Photo object pointing records
START
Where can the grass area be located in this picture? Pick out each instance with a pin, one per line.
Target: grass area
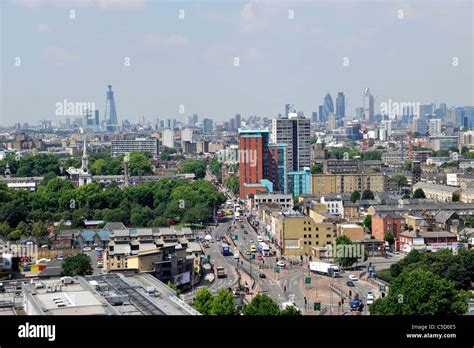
(385, 275)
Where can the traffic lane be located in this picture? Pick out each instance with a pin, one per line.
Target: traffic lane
(221, 261)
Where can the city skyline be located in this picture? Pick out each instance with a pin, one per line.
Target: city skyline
(162, 65)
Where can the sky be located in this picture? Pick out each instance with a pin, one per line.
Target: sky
(158, 55)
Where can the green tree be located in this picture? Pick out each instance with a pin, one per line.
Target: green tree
(232, 183)
(261, 304)
(78, 265)
(421, 293)
(401, 180)
(195, 166)
(367, 194)
(419, 193)
(389, 238)
(140, 163)
(166, 153)
(14, 235)
(355, 196)
(407, 165)
(203, 301)
(223, 303)
(317, 168)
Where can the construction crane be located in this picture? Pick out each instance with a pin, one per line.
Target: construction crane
(409, 141)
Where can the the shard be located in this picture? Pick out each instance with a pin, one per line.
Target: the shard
(111, 122)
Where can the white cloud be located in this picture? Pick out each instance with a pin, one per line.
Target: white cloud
(249, 20)
(103, 4)
(252, 54)
(59, 55)
(43, 28)
(169, 40)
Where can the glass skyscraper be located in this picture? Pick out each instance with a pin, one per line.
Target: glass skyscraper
(328, 107)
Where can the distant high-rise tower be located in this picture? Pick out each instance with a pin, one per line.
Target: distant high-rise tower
(328, 107)
(111, 121)
(340, 105)
(238, 121)
(369, 102)
(294, 131)
(289, 108)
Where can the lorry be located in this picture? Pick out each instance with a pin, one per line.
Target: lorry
(221, 272)
(325, 268)
(226, 249)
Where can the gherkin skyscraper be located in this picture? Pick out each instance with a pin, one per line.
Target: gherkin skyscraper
(328, 107)
(111, 122)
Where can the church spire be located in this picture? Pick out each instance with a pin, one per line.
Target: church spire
(85, 159)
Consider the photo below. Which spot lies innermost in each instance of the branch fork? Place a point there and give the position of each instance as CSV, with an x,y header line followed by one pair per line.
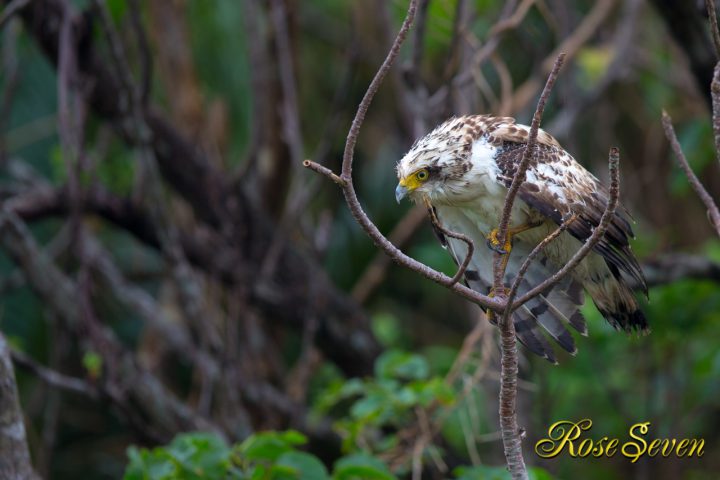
x,y
503,303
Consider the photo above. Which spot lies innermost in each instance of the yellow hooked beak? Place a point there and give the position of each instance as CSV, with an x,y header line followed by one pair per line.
x,y
405,186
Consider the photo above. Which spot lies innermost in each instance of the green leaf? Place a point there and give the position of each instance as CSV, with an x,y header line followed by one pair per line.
x,y
401,365
303,465
270,445
92,361
361,467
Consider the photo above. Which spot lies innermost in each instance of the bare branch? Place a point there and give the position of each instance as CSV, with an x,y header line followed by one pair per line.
x,y
713,212
464,238
15,461
375,271
54,378
13,7
528,260
590,243
351,196
715,94
712,16
519,177
324,171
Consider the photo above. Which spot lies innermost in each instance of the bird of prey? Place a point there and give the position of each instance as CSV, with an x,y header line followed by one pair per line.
x,y
462,171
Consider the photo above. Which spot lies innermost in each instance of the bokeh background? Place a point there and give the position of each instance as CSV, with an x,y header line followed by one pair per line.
x,y
163,247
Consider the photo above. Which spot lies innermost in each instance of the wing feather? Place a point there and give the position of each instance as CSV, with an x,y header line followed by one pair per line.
x,y
557,187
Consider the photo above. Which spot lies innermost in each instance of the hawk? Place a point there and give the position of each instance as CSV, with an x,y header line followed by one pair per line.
x,y
462,170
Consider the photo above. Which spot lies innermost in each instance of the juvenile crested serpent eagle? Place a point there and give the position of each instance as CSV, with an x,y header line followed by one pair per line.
x,y
463,170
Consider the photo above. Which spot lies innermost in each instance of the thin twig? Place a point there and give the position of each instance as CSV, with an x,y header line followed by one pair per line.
x,y
345,181
375,271
528,260
54,378
519,176
512,442
315,167
464,238
712,16
715,94
713,212
13,8
598,233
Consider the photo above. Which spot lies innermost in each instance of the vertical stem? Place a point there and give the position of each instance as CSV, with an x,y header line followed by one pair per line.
x,y
508,395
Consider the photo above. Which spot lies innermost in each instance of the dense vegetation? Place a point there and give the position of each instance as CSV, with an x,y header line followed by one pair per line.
x,y
214,310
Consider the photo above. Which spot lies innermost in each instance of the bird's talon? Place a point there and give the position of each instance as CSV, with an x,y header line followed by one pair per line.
x,y
494,244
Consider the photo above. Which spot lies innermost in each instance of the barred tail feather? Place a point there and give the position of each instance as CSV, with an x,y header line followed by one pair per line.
x,y
616,302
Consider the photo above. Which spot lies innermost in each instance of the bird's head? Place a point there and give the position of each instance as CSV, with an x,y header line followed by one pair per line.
x,y
435,167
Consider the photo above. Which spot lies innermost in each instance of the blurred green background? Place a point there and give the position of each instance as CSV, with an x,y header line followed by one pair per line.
x,y
622,71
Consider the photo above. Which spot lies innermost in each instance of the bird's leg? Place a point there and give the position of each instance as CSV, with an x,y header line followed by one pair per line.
x,y
493,242
492,294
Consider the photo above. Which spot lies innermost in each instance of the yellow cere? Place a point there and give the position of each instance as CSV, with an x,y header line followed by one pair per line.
x,y
411,182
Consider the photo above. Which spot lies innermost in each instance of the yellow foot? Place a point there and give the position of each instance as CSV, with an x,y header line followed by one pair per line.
x,y
490,314
494,244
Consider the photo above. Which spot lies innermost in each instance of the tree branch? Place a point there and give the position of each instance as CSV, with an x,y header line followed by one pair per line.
x,y
590,243
712,208
519,177
351,196
14,454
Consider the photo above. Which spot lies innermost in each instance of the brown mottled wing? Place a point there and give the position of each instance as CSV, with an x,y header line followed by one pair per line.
x,y
557,186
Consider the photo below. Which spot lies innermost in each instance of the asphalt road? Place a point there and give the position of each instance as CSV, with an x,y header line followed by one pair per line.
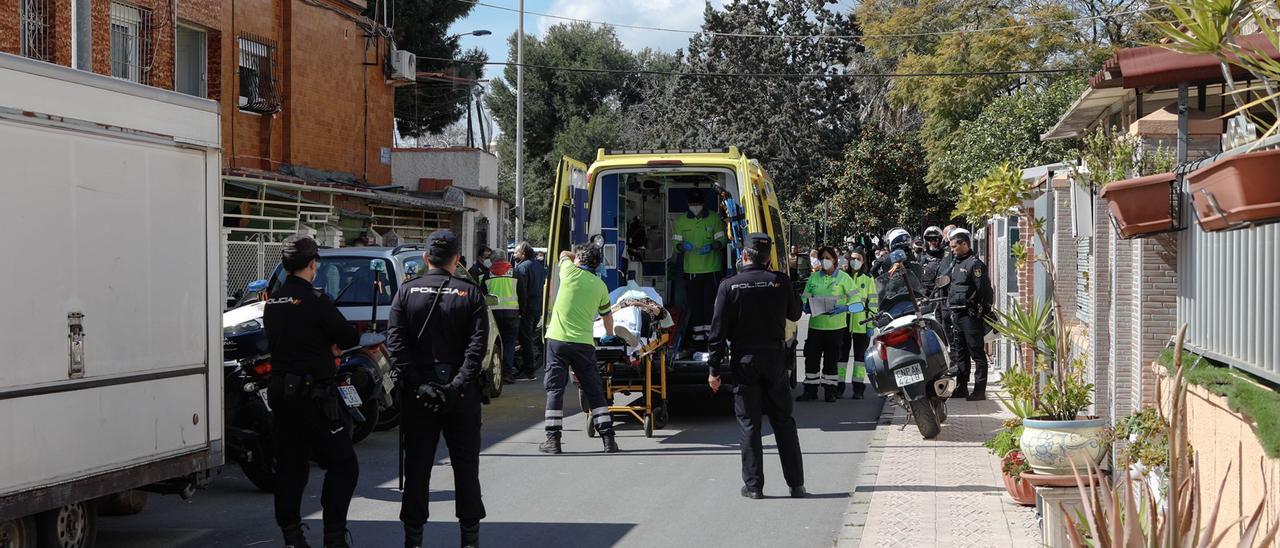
x,y
677,488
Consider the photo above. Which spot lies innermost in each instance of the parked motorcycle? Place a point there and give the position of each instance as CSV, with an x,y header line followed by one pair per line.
x,y
906,361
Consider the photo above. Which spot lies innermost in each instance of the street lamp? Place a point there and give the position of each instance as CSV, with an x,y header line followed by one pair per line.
x,y
481,32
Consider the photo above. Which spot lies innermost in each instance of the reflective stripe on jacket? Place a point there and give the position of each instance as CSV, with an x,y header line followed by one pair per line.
x,y
504,288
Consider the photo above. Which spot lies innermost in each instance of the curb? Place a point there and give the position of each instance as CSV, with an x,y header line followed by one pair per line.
x,y
860,499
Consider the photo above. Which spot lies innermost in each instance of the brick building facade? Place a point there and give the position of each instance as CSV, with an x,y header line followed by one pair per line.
x,y
327,110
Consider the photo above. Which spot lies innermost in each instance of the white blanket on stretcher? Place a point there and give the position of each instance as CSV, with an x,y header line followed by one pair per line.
x,y
630,318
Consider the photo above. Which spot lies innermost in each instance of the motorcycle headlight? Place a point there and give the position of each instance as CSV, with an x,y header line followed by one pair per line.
x,y
241,328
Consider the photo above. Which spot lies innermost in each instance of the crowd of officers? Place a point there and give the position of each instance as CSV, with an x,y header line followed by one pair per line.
x,y
438,332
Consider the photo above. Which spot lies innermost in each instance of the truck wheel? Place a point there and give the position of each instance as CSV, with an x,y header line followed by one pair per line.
x,y
19,533
369,406
127,503
926,419
69,526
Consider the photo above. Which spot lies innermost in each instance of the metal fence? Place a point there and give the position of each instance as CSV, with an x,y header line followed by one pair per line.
x,y
247,261
33,30
1229,296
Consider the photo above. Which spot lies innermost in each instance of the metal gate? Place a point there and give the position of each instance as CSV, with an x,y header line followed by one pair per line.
x,y
247,261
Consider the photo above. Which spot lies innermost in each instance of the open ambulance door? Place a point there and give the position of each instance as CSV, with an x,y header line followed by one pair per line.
x,y
567,201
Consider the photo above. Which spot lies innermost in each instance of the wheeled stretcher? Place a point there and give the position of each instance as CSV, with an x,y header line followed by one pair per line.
x,y
643,371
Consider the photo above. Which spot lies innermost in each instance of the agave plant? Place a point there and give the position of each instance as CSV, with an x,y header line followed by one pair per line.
x,y
1128,517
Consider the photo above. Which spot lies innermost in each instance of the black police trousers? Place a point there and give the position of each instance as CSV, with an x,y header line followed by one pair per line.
x,y
529,341
461,429
763,389
302,432
967,342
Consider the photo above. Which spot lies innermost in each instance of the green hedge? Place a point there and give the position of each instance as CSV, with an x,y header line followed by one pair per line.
x,y
1243,394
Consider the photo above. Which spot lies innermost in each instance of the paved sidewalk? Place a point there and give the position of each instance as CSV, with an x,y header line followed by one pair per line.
x,y
936,492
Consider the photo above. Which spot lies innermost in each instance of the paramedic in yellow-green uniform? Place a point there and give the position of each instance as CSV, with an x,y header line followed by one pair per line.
x,y
827,296
699,237
860,333
502,284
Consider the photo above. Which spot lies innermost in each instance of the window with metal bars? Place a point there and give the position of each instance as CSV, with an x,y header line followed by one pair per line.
x,y
33,30
131,42
259,83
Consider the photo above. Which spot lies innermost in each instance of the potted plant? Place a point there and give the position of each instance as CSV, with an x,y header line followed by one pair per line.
x,y
1237,190
1138,205
1004,444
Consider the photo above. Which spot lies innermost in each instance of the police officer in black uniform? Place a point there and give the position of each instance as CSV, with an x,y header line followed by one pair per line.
x,y
302,327
899,279
438,336
749,324
932,257
969,300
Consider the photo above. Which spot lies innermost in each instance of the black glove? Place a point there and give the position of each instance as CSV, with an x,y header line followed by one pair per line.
x,y
432,397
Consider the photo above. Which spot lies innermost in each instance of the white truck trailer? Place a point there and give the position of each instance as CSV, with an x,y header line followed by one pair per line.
x,y
109,296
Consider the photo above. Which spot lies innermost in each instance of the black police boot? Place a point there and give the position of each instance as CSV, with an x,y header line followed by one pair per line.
x,y
412,535
336,538
295,537
470,535
551,446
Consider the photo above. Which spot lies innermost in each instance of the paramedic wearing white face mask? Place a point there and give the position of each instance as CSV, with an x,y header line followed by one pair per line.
x,y
699,236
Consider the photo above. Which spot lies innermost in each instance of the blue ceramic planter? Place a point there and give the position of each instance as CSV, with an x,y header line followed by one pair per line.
x,y
1052,446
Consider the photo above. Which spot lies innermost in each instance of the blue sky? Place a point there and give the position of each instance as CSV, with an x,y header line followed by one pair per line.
x,y
654,13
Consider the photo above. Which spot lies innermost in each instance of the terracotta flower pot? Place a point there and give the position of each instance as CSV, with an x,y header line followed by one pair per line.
x,y
1237,191
1142,205
1022,492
END
◆ **To do**: Starting at the line that contains "the paramedic wearing", quote each remaining line of the entries above, unchanged.

◆ **Result of this task**:
Consider the photo above. Which spot lies innermost in each instance of the paramedic wearing white face mask? Place a point there and give the position of each instance as CSV, with an x,y header line followed by one pair per line.
x,y
699,236
Consider the photo above. Which spot lies innermost in each instance of the blue ceramic planter? Place a point there and give the position of each instance as CSV, with an x,y header line followed by one pair per line.
x,y
1052,446
Consider the photo above. Which spot lies innermost in each instance of the blue sky? Place a point there and give the position of each instance as CSV, with an x,y header line followed by one pair per line.
x,y
654,13
Consider the photo above. Which spot lies innermost in each instance of the terracotta flower pot? Place a point there and give the position of each instance as CSV, with an x,y header line followed by one pair per line.
x,y
1237,191
1142,205
1022,492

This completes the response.